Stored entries
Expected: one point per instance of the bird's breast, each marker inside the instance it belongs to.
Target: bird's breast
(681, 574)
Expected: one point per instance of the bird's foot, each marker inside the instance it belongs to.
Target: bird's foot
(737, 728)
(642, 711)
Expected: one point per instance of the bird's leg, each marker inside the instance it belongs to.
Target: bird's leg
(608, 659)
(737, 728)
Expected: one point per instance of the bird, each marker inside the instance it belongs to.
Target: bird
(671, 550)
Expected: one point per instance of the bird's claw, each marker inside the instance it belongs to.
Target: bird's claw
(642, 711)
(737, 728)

...

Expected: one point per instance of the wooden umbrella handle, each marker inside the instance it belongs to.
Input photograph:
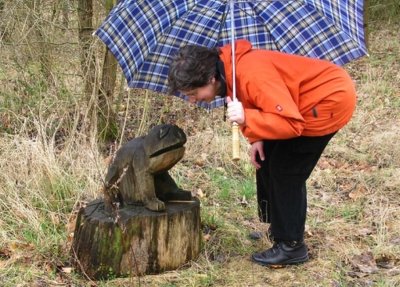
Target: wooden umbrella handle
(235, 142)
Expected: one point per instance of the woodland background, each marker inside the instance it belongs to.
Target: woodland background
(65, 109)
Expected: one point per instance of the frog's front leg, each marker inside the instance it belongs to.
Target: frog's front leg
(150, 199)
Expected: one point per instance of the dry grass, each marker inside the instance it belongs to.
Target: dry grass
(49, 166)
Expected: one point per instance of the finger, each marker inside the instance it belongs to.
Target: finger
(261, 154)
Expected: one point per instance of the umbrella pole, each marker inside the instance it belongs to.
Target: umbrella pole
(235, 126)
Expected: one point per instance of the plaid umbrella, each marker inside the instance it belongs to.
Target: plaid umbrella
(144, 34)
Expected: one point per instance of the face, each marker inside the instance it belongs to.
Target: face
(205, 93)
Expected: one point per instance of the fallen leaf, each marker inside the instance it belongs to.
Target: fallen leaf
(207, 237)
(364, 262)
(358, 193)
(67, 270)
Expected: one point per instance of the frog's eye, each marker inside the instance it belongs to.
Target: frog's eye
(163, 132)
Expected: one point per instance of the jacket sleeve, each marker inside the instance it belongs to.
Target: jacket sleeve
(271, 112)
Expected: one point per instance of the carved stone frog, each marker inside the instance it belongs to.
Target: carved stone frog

--

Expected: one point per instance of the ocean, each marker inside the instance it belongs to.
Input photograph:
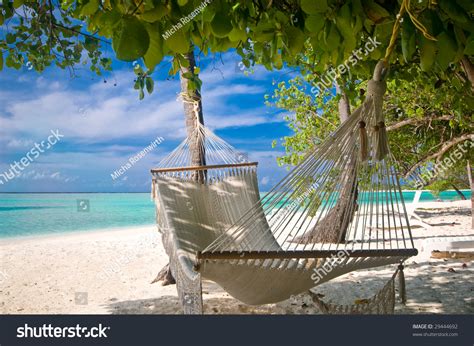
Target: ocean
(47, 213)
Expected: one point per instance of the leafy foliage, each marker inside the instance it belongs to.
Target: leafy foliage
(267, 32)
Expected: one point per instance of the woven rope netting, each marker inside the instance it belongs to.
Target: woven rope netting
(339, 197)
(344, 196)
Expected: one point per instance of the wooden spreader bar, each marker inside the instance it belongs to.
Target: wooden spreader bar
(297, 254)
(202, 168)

*PROBLEM TO SOLVE*:
Where the data above reaches the line holding "Expected: one point per instance of the face, each", begin printing, and stop after the line holding "Target: carved stone frog". Each line must be reproduced exactly, with nothing else added.

*TASK SOLUTION*:
Expected: one point per instance of the face, each marker inside the instance it belongs to.
Target: face
(205, 93)
Expected: one point per instance of the fallen leaf, each marker inside the instance it belongs to.
Target: fallen leaf
(207, 237)
(364, 262)
(358, 193)
(67, 270)
Expected: one point per instance of the frog's eye, each marker inside the instance it belongs to.
Target: frog's eye
(163, 132)
Expected: one point per instance of the jacket sleeve, each marker inside the instance it belongs to.
Target: jacket sleeve
(271, 112)
Expected: one point per instance of the carved stone frog, each marker inside the instance it belongs to.
Target: carved stone frog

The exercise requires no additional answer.